### ÉNONCÉ DU PROBLÈME A
D'après le texte sur l'investissement en Amérique latine, à combien s'élèvent les frais de gestion de l'Amundi ETF PEA MSCI EM Latin America ETF ?

### TEXTE FOURNI
________________________________________

Miser sur les ETF et fonds
Plusieurs options s’offrent à ceux qui souhaitent investir en Amérique latine. Nous présentons ci-dessous trois actions prometteuses. Il existe toutefois aussi une poignée de trackers ciblant la région; l’Amundi ETF PEA MSCI EM Latin America ETF (code ISIN LU1681045024) est le plus avantageux en termes de diversification et de coûts. Il reflète l’évolution de l’indice MSCI Latin America, qui compte près de 90 actions, et ses frais de gestion s’élèvent à 0,2%.
Pour les investisseurs qui souhaitent profiter de l’embellie conjoncturelle de la région et de sa démographie favorable, un fonds à gestion active tel que JPMorgan Latin America Equity (code ISIN LU0822048491) constitue une solution alternative intéressante. Le fonds surpondère les banques et assurances au détriment des matières premières et des biens de consommation de base défensifs.

________________________________________

### ÉNONCÉ DU PROBLÈME B
Reprenez sous forme de tableau Markdown les enregistrements allant de la ligne qui contient « Grounding request — find the asphalt » jusqu'à celle qui contient « xmin=558 ymin=32 xmax=640 ymax=139 », ces deux lignes comprises et sans les lignes vides. Utilisez deux colonnes, « N° » pour le numéro de rang et « Contenu » pour la ligne.

________________________________________

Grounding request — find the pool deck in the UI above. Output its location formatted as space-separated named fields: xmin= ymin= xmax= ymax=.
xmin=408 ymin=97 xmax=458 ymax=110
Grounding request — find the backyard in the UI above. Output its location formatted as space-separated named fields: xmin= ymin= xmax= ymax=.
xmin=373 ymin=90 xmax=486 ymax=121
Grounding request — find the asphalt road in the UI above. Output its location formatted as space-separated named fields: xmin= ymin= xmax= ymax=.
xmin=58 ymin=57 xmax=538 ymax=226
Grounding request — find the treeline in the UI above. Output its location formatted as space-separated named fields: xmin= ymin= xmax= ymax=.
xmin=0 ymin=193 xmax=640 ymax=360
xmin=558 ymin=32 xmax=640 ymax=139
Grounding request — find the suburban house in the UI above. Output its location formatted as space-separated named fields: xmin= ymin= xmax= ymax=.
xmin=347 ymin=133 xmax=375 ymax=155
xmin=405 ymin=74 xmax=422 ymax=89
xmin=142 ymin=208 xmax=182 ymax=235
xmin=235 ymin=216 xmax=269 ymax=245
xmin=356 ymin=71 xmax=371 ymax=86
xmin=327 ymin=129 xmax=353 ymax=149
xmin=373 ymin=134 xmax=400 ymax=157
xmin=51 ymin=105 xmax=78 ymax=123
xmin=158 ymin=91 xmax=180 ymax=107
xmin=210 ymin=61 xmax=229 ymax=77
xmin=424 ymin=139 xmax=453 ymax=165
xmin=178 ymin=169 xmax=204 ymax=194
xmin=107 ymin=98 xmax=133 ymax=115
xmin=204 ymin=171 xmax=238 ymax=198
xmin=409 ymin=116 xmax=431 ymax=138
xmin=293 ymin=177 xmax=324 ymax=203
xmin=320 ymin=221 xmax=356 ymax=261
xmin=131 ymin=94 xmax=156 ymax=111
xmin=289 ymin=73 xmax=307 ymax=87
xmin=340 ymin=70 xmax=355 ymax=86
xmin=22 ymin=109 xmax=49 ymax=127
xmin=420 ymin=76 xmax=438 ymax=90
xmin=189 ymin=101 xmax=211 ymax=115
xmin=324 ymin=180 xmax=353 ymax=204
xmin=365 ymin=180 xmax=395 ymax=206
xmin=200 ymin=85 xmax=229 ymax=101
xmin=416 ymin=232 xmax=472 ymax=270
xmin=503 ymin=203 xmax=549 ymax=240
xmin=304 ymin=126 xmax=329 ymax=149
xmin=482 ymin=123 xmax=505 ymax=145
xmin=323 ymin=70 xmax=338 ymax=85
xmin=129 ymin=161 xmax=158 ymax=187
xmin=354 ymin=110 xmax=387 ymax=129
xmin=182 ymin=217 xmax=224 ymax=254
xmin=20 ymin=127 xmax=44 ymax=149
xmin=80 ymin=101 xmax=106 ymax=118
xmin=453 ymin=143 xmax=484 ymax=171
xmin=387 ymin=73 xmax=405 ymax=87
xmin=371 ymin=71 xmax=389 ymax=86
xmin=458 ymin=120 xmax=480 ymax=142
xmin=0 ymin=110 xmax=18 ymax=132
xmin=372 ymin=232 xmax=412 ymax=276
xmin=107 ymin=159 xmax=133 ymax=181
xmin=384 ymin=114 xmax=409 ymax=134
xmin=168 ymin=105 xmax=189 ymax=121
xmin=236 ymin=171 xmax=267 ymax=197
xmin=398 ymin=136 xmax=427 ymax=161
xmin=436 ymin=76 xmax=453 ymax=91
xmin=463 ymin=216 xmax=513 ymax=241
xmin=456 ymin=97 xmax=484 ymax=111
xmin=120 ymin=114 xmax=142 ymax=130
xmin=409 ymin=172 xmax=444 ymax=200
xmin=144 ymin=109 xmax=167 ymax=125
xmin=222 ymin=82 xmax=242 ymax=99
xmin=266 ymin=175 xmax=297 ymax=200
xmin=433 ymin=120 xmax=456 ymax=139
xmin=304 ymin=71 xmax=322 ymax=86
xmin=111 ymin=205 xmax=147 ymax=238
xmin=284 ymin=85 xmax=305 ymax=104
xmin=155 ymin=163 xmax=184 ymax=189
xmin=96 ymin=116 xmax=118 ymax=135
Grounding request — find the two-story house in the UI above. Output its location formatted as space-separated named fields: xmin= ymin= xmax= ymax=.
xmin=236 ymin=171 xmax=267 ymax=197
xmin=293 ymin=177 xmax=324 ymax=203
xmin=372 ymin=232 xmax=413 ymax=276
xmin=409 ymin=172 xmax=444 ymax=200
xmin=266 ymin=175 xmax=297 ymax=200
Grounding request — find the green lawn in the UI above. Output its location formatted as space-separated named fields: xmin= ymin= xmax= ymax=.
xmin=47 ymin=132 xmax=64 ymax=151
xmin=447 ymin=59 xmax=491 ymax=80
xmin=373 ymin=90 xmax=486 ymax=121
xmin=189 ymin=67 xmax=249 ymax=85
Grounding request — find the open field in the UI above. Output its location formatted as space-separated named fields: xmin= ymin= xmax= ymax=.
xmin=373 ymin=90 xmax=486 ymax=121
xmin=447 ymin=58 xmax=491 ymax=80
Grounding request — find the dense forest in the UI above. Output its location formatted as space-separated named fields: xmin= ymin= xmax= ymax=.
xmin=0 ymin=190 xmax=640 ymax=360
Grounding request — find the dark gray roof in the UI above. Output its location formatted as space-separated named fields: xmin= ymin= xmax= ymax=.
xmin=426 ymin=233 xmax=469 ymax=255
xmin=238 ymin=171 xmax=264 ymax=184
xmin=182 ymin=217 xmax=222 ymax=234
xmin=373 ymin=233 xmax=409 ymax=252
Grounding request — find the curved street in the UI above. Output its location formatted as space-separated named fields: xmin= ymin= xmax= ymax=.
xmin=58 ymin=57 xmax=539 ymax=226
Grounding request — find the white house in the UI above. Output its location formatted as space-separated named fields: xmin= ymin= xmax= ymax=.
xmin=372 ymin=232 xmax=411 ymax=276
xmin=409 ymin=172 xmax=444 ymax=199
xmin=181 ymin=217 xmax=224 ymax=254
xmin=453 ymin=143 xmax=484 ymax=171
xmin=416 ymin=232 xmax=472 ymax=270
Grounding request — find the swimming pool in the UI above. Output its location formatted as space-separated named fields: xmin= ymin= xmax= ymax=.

________________________________________

### SORTIE COMPLÈTE A
Ils s'élèvent à 0,2 %.

### SORTIE COMPLÈTE B
| N° | Contenu |
|---|---|
| 1 | Grounding request — find the asphalt road in the UI above. Output its location formatted as space-separated named fields: xmin= ymin= xmax= ymax=. |
| 2 | xmin=58 ymin=57 xmax=538 ymax=226 |
| 3 | Grounding request — find the treeline in the UI above. Output its location formatted as space-separated named fields: xmin= ymin= xmax= ymax=. |
| 4 | xmin=0 ymin=193 xmax=640 ymax=360 |
| 5 | xmin=558 ymin=32 xmax=640 ymax=139 |